*Istruzioni dei compiti:*
1/ Traduci in inglese questa frase tratta dal testo sulla basilica di San Saba: «Nell’abside vi sono, oltre alla sedia episcopale, ornata da un grande disco con mosaici cosmateschi, anche il ciborio, sorretto da quattro colonne in marmo nero venato di bianco.»
2/ Rispondi in base al testo sulla basilica di San Saba, una risposta per riga, contrassegnate con (a), (b) e (c).
(a) Tra quali due colli si trova il "piccolo Aventino" su cui sorge la basilica?
(b) A quale santo era dedicata la chiesa che Gregorio eresse nella villa paterna?
(c) Che cosa gli faceva recapitare ogni giorno sua madre?
3/ Riprendi il testo sulla basilica di San Saba e prosegui dopo l'ultima frase presente.

SOTTO LA BASILICA DI SAN SABA



BASILICA DI SAN SABA

Situata sul "piccolo Aventino", tra Aventino e Celio, oggi piazza Gian Lorenzo Bernini, c'è la basilica di San Saba dedicata a san Saba l'archimandrita, nome riservato al superiore di un monastero, o di una congregazione, soprattutto nelle Chiese cristiane orientali. 

La basilica prese nome dal monastero e relativa chiesa che dopo la caduta dell'Impero romano d'Occidente, e furono l'unica presenza abitata della zona. Vi avrebbero abitato san Gregorio Magno e a sua madre santa Silvia, seguendo la regola benedettina e dedicando la loro vita alla preghiera, alla meditazione e all'aiuto dei bisognosi.

Ma la basilica fu a sua volta costruita su un preesistente edificio romano, probabilmente la caserma della “IV Coorte dei Vigili”. secondo alcuni, su una domus patrizia secondo altri visti i ricchi avanzi marmorei troppo lussuosi per una semplice corte dei vigili. Probabilmente l'edificio più antico era la domus romana trasformata poi in corte dei vigili e poi in basilica.

Però Gregorio si stancò di vivere con la madre e se ne andò nella villa paterna, che trasformò in monastero e dove eresse una chiesa dedicata a sant'Andrea (attuale oratorio di Sant'Andrea al Celio). Ma sua madre che non lo mollava gli faceva recapitare ogni giorno un pasto caldo, temendo non fosse in grado di badare a se stesso.  

ORATORIO DI S. ANDREA AL CELIO

L’interno della chiesa è a tre navate, divise da 24 colonne di spoglio appartenenti ad edifici pagani, e concluse da tre absidi; la navata centrale, che risulta essere il doppio di quelle laterali, è illuminata da una serie di otto finestre che si aprono su entrambi i lati. Nell’abside vi sono, oltre alla sedia episcopale, ornata da un grande disco con mosaici cosmateschi, anche il ciborio, sorretto da quattro colonne in marmo nero venato di bianco. Nel 1943 fu sistemata, nella navata destra, parte della “schola cantorum“, che venne ricomposta utilizzando vari frammenti romani che erano stati a loro volta reimpiegati nella navata centrale.

Righe del dataset di puntamento di oggetti
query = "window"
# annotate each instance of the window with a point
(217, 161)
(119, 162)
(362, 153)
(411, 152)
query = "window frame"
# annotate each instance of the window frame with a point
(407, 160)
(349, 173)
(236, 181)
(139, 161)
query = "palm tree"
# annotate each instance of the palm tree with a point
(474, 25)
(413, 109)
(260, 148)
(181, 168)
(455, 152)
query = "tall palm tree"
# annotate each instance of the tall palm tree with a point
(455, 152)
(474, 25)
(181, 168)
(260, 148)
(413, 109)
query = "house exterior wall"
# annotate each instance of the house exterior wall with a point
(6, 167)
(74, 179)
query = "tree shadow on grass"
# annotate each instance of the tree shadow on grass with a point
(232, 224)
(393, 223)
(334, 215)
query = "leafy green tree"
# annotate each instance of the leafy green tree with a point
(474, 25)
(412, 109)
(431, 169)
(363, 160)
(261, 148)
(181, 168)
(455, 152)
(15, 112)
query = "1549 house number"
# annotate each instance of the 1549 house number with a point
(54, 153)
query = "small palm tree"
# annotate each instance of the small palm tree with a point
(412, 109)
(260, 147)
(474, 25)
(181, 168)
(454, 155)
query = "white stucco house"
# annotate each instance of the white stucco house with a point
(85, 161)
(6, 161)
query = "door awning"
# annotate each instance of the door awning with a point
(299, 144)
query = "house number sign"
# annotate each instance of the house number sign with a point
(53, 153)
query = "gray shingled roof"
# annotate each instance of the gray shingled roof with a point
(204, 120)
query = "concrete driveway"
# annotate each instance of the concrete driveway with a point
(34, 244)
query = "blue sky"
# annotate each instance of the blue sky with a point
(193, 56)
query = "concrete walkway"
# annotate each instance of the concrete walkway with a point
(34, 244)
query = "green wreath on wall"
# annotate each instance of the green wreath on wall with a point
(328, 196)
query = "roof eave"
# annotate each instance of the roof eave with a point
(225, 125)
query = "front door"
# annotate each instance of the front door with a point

*Risposte per compito:*
1/ In the apse, besides the episcopal chair, decorated with a large disk of Cosmatesque mosaics, there is also the ciborium, supported by four columns of black marble veined with white.

2/
(a) Tra l'Aventino e il Celio.
(b) A sant'Andrea.
(c) Un pasto caldo.

3/
Un’iscrizione che fa un po' sorridere, posta sul portale esterno, sulla sinistra, riporta: “ex qua domo cotidie pia mater mittebat ad clivum Scauri scutellam leguminum“, ossia “da questa casa ogni giorno la pia madre portava una scodella di legumi al Clivo di Scauro“. Il significato di questa scritta sta nel fatto che la madre di S.Gregorio Magno, S. Silvia, portava il cibo al figlio, che abitava nel monastero di S.Andrea, in una tazza di argento (che poi Gregorio donò come elemosina). Insomma era una madre di cui era difficile liberarsi.



- VII secolo - 

Accertata è invece la presenza di alcuni eremiti che, nel VII secolo, si sarebbero insediati sulle rovine di quella che probabilmente era stata la caserma (statio) della IV coorte dei vigili, opportunamente collocata in un luogo da cui si poteva dominare con lo sguardo gran parte del territorio a sudest della città, fra l'attuale Porta San Paolo e Porta San Sebastiano.

Si trattava di monaci orientali, provenienti dalla comunità fondata a Gerusalemme da san Saba e in fuga dalla Palestina travagliata da guerre, stragi e dall'espansione islamica: preso possesso del sito, vi istituirono un monastero dove si effettuava una vivace attività diplomatica verso Costantinopoli e il mondo barbarico affidando ai suoi Egumeni e abati importanti incarichi di ambasceria e negoziazione.

Gli eremiti erano comunque incapaci di mantenersi da soli per cui la loro sopravvivenza venne affidata alla carità cristiana dei fedeli che andavano a trovarli portando loro cibi e provviste, in cambio di consigli sulla loro vita privata, o previsioni o regole di saggezza.


- VIII secolo - 

Veniva chiamato "egumeno" la guida di un monastero nelle Chiese ortodosse, ruolo simile a quello di abate. Tale termine significa "colui che è in carica", equivalente al termine "la guida" in lingua greca.

Papa Adriano I, (700 - 795) poco dopo la sua elezione a pontefice (772), inviò "Pardus egumenum monasterii beati Sabae" presso il re longobardo Desiderio come suo ambasciatore e, successivamente, "Pietro abbatem venerabilis monasterii sancti Sabae qui appellatur Cella nova" come suo delegato alla corte del giovane imperatore Costantino VI.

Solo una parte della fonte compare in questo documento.